• **Trecho do texto**
___
Fui ver “Chatô” como uma espécie de formalidade: um filme que demorou 20 anos para ser concluído devia ser uma formalidade, uma coisa a entregar para a Ancine ver e tal.
Saí de lá com impressão bem diversa: “Chatô” entra num personagem cheio de contradições, meio visionário, meio bárbaro, meio chantagista, meio benfeitor das artes. E meio mais um monte de coisas, que passam todas pelo fato de ser um magnata da mídia, isso por inteiro.
O filme é muito ambicioso, o que é bom, porque está à altura dessa ambição.
Agora, parece que Guilherme Fontes, depois de comer o pão que o diabo amassou, está meio que com a badalação recente subindo à cabeça.
Explica-se, mas pode ser perigoso.
___
• **Dados brutos**
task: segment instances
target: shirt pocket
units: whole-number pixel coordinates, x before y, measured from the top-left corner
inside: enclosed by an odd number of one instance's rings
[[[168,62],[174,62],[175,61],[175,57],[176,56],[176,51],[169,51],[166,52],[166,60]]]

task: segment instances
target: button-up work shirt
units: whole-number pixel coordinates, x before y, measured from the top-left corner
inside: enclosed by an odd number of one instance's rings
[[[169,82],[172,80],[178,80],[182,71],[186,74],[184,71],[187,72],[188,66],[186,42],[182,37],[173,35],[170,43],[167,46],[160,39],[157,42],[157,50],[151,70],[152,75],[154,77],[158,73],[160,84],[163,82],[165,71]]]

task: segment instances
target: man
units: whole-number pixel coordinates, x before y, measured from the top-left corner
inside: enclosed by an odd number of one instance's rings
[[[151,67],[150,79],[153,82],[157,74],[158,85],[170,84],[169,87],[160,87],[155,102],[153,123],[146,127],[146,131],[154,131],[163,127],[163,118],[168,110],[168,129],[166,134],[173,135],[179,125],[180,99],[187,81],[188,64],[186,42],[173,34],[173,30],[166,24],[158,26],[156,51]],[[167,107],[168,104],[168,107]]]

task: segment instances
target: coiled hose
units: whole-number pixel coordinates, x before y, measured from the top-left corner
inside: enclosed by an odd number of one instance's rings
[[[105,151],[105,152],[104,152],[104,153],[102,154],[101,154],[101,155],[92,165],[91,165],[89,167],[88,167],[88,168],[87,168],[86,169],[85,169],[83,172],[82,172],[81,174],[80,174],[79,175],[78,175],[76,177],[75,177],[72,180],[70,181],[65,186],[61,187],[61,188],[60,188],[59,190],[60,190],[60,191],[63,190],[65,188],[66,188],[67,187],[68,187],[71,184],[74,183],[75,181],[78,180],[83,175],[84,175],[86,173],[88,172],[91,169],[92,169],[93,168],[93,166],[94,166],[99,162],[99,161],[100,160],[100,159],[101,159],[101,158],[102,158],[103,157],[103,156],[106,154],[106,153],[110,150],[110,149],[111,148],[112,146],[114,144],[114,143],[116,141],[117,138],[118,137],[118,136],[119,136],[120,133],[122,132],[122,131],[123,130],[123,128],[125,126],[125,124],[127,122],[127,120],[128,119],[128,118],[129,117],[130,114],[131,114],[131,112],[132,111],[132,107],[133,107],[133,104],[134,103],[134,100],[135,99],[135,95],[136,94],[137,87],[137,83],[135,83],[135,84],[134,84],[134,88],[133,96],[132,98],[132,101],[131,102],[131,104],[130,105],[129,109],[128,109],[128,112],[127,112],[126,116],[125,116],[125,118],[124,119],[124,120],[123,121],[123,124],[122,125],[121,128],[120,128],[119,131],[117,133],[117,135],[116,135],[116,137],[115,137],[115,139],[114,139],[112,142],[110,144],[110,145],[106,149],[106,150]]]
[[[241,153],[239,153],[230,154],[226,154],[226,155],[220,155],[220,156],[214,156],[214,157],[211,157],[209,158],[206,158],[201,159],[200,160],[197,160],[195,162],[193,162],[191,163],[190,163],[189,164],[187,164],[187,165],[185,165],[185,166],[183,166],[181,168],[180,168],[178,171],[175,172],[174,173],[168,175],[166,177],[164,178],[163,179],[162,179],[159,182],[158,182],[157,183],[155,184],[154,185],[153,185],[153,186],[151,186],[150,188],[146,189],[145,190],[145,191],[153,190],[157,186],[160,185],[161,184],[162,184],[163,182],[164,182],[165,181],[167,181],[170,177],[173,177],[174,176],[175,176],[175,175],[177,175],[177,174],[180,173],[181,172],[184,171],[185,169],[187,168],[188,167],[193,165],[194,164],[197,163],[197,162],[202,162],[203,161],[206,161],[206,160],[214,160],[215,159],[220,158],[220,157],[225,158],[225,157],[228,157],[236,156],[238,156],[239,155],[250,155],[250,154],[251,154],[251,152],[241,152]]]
___
• **O que se pede**
Responda com base no texto sobre o filme “Chatô”:
(a) Quantos anos o filme levou para ser concluído?
(b) De que área é o magnata retratado no filme?
(c) Quem está com a badalação recente subindo à cabeça?

• **Resultado do exercício**
(a) 20 anos.
(b) Da mídia.
(c) Guilherme Fontes.